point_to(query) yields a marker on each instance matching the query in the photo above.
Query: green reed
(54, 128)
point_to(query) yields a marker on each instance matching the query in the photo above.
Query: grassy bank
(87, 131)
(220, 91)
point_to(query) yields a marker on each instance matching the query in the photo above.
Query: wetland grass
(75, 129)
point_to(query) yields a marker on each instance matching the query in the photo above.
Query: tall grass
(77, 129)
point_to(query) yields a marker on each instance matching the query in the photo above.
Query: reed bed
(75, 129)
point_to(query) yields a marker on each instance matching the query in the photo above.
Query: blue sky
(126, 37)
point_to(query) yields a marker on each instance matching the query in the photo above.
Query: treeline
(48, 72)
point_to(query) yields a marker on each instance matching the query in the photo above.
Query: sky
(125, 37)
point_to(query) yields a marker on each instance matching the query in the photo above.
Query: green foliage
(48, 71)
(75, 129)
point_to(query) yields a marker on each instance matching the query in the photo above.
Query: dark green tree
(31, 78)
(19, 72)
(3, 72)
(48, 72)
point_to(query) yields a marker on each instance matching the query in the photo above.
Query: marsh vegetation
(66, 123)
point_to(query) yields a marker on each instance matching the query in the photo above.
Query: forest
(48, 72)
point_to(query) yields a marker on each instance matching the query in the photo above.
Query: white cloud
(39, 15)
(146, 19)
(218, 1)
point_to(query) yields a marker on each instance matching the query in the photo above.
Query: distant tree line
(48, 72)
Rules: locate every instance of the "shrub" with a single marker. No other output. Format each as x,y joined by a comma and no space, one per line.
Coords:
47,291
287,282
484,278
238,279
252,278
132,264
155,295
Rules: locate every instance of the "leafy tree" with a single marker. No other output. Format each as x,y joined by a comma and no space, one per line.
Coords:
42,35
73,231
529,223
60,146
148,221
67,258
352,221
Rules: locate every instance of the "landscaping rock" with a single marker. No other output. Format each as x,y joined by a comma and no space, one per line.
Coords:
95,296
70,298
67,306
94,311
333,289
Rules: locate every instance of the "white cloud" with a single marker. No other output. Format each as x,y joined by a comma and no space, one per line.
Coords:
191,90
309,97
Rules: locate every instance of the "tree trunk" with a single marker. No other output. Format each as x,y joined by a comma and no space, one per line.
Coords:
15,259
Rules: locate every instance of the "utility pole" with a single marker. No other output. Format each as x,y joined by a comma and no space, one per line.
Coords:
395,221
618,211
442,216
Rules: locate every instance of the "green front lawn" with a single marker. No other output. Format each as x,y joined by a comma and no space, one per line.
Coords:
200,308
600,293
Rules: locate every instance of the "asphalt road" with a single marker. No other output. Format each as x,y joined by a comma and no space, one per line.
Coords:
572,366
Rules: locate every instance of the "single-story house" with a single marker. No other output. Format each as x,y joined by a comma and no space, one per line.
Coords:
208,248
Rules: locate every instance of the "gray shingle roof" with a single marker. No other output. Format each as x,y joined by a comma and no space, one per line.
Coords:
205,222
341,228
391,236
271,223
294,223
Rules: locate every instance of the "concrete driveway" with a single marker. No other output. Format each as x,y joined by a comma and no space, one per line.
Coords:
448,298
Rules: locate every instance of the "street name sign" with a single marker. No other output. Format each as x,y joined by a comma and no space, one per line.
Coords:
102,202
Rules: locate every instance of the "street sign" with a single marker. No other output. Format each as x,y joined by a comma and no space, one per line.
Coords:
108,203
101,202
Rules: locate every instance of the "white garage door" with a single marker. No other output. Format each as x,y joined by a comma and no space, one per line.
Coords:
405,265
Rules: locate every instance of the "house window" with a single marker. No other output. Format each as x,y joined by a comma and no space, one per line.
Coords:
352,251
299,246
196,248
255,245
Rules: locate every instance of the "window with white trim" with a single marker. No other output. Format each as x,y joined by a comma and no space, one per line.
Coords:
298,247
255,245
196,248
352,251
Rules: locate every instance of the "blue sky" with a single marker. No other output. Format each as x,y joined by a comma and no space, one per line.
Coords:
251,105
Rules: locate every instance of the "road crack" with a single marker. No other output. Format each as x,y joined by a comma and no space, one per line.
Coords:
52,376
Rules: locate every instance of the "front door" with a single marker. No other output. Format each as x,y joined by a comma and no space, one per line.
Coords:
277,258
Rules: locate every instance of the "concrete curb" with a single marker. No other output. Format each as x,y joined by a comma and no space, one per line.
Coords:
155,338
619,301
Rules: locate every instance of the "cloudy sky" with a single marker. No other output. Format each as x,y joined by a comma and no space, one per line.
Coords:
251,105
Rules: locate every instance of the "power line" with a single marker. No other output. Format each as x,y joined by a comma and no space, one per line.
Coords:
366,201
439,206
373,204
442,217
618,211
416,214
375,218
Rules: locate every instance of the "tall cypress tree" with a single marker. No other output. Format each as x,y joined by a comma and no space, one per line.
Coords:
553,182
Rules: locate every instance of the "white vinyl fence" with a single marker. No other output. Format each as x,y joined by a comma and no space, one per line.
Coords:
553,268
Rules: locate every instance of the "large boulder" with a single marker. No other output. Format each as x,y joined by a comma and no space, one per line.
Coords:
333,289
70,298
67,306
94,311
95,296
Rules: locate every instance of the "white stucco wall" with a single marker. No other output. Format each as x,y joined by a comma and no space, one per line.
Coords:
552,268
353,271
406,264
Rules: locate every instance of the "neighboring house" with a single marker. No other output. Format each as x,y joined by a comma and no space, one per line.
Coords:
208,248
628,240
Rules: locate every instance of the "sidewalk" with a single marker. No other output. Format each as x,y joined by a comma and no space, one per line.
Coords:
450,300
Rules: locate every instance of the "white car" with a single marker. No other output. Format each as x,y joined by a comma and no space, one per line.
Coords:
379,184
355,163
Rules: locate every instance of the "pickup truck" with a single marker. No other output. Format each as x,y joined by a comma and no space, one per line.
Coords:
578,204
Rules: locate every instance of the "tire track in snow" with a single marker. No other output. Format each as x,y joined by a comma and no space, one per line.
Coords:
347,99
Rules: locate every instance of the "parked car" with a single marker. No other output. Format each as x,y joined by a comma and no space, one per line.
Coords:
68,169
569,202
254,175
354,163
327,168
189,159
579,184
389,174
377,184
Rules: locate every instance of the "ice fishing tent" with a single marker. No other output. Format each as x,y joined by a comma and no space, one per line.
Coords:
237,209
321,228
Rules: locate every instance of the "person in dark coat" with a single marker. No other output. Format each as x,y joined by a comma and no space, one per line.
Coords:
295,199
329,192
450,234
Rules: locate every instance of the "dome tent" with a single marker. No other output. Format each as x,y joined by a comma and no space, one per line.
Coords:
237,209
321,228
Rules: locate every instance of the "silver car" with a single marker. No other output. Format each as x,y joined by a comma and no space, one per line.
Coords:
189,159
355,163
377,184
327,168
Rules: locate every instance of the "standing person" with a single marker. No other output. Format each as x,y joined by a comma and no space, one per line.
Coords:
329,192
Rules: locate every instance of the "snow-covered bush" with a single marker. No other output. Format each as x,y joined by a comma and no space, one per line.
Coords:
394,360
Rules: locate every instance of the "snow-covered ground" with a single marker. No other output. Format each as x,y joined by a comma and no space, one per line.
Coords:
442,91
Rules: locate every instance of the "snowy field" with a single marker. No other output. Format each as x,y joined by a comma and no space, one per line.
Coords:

EXERCISE REQUIREMENTS
Transcribe all of the material exactly as it appears.

SOLVED EXERCISE
point_to(query) yields a marker on each instance matching the query in the photo above.
Query: green reed
(54, 128)
point_to(query) yields a marker on each instance matching the query in the photo above.
Query: grassy bank
(87, 131)
(220, 91)
point_to(query) yields a marker on each instance matching the query in the photo above.
Query: wetland grass
(75, 129)
point_to(query) yields a marker on each instance matching the query in the photo above.
Query: tall grass
(77, 129)
point_to(query) yields a marker on each instance matching the query in the photo above.
Query: reed bed
(75, 129)
point_to(query) yields a marker on each instance matching the query in the photo above.
Query: blue sky
(126, 37)
point_to(query) yields a marker on each instance matching the query in the photo above.
Query: treeline
(48, 72)
point_to(query) yields a marker on each instance matching the query in the photo above.
Query: sky
(125, 37)
point_to(query) yields a marker on each instance matching the query in the photo above.
Query: green foliage
(48, 71)
(75, 129)
point_to(query) yields a marker on each instance matching the query in the photo above.
Query: dark green tree
(31, 78)
(19, 72)
(3, 72)
(48, 72)
point_to(query) yields a marker on each instance matching the query in the photo above.
Query: marsh vegetation
(66, 123)
point_to(query) yields a marker on each instance matching the query in the photo above.
Query: forest
(48, 72)
point_to(query) yields a marker on each instance matching the query in the photo above.
Query: white cloud
(39, 15)
(146, 19)
(218, 1)
point_to(query) yields a marker on each instance matching the query in the photo above.
Query: distant tree line
(48, 72)
Rules: locate every instance of the "shrub" with a single marker. No other output. Format each as x,y joined by a comma and no space, one per line.
Coords:
47,291
287,282
484,278
238,279
252,278
132,264
155,295
Rules: locate every instance of the "leafy tree" with a single marker. No other output. Format each as x,y joined by a comma and no space, one per line.
Coords:
42,35
73,231
529,223
60,146
148,221
67,258
352,221
Rules: locate every instance of the "landscaping rock" with a single marker. No other output. Format each as x,y joined by a comma and no space, one per line.
Coords:
95,296
70,298
67,306
94,311
333,289
Rules: locate every instance of the "white cloud" with a single marker. No other output. Format each as x,y joined by a comma and no space, one per line.
Coords:
191,90
309,97
Rules: locate every instance of the "tree trunk" with a single marker. No other output. Format each as x,y joined by a comma and no space, one per line.
Coords:
15,259
Rules: locate every instance of the "utility pole" with a single marker. No other output. Format each as x,y joined by a comma and no space, one per line.
Coords:
395,221
618,211
442,216
Rules: locate every instance of the "green front lawn" with a single marker. No other output. Format each as x,y joined by a comma and no space, one per line.
Coords:
200,308
600,293
Rules: locate every instance of the "asphalt road" with a single marker. No other output. Format each as x,y joined by a comma and no space, one per line.
Coords:
572,366
Rules: locate every instance of the "single-story house" with a single marker. No other output. Format each as x,y joined by a comma and no space, one per line.
Coords:
208,248
Rules: locate every instance of the "gray shingle roof" with a single marker. No other output. Format each as x,y joined by a comma and no space, one per line.
Coords:
205,222
341,228
391,236
271,223
294,223
Rules: locate every instance of the "concrete driveway" with a single marker. No other output. Format each as x,y joined by a comma and no space, one per line.
Coords:
448,298
Rules: locate every instance of the "street name sign" with a single marker. No other output. Format each as x,y joined by a comma and no space, one per line.
Coords:
102,202
Rules: locate every instance of the "street sign" with a single marker. No other output. Format each as x,y joined by a comma and no space, one per line.
Coords:
108,203
101,202
Rules: locate every instance of the "white garage door" with a single marker. No other output. Format each as x,y joined by a comma and no space, one per line.
Coords:
405,265
Rules: locate every instance of the "house window" with a single marker. No other output. Format each as x,y joined by a comma and no space, one per line.
Coords:
352,251
299,246
196,248
255,245
Rules: locate every instance of the "window with white trim" with a single marker. No other output. Format each as x,y joined by a comma and no space, one per line.
Coords:
298,247
255,245
196,248
352,251
Rules: locate every instance of the "blue sky" with a single marker. No other output. Format each as x,y joined by a comma and no space, one per line.
Coords:
251,105
Rules: locate every instance of the "road crack" with a single marker. No other output. Format each as x,y joined by a comma and no space, one per line.
Coords:
52,376
Rules: locate every instance of the "front door" with a single marker. No other output. Format each as x,y joined by a comma and no space, one per line.
Coords:
277,258
Rules: locate every instance of the "concrete curb" with a single marker. No other output. Format each as x,y joined by a comma and no space, one per line.
Coords:
155,338
619,301
Rules: locate every instance of the "cloudy sky" with a single marker. No other output. Format each as x,y joined by a comma and no space, one per line.
Coords:
251,105
Rules: locate every instance of the "power line" with a single marker. No other output. Format each as x,y joined by a comma and no space, one per line.
Coords:
366,201
439,206
373,204
442,217
618,211
416,214
375,218
Rules: locate every instance of the "tall cypress tree" with a single marker. No other output. Format each as x,y joined by a comma and no space, one per line.
Coords:
553,182
Rules: locate every instance of the "white vinyl fence" with a single marker. No other output. Format each as x,y joined by a comma and no space, one per line.
Coords:
553,268
Rules: locate every instance of the "large boulder" with a single marker. No other output. Format each as x,y joined by a comma and no space, one per line.
Coords:
333,289
70,298
67,306
94,311
95,296
Rules: locate every instance of the "white stucco wall" with a single marker. No other output. Format each as x,y joined by a comma and no space, one per line.
Coords:
552,268
353,271
406,264
Rules: locate every instance of the "neighboring house" with a single marker. No other output. Format each as x,y joined by a comma and no space, one per line.
Coords:
208,248
628,240
Rules: locate every instance of the "sidewalk" with a single marker. No other output. Format each as x,y joined by a comma and no space, one per line.
Coords:
450,300
Rules: locate every instance of the "white car" with a single marker. No other output. Format each as x,y joined by a comma and no space, one per line.
Coords:
379,184
355,163
Rules: locate every instance of the "pickup truck" with a single marker. No other output. Format each as x,y joined by a comma and no space, one per line.
Coords:
578,204
Rules: locate every instance of the "tire track in snow" with a single marker. No other output. Format each as x,y joined by a comma and no space, one per line.
Coords:
347,99
Rules: locate every instance of the "parked car" with a single marker. No other output. Format each as x,y joined by a comma and no space, one per line.
Coords:
68,169
569,202
254,175
354,163
327,168
189,159
579,184
389,174
377,184
Rules: locate every instance of the "ice fishing tent" with a single marker. No other output. Format each as x,y joined by a comma and no space, one per line.
Coords:
237,209
321,228
Rules: locate every instance of the "person in dark coat" with a single marker. No other output. Format each as x,y joined by a comma and no space, one per line.
Coords:
295,199
329,192
450,234
Rules: locate every instance of the "dome tent" with a single marker. No other output. Format each as x,y joined by a comma and no space, one per line.
Coords:
237,209
321,228
Rules: locate every instance of the "silver car" with a single marker. No other output. Format each as x,y joined by a comma and no space, one per line.
Coords:
189,159
355,163
377,184
327,168
Rules: locate every instance of the "standing person" with a single marker. No other output. Format each as x,y joined by a comma and no space, one per line.
Coords:
329,192
Rules: locate every instance of the "snow-covered bush" with a single marker. No other output. Format each as x,y joined by a comma and no space, one per line.
Coords:
394,360
Rules: locate every instance of the "snow-covered ground" with a single marker. No other output. Format each as x,y joined by a comma and no space, one per line.
Coords:
442,91
Rules: locate every instance of the "snowy field" with a single marker. No other output. Format each as x,y joined by a comma and no space, one per line.
Coords:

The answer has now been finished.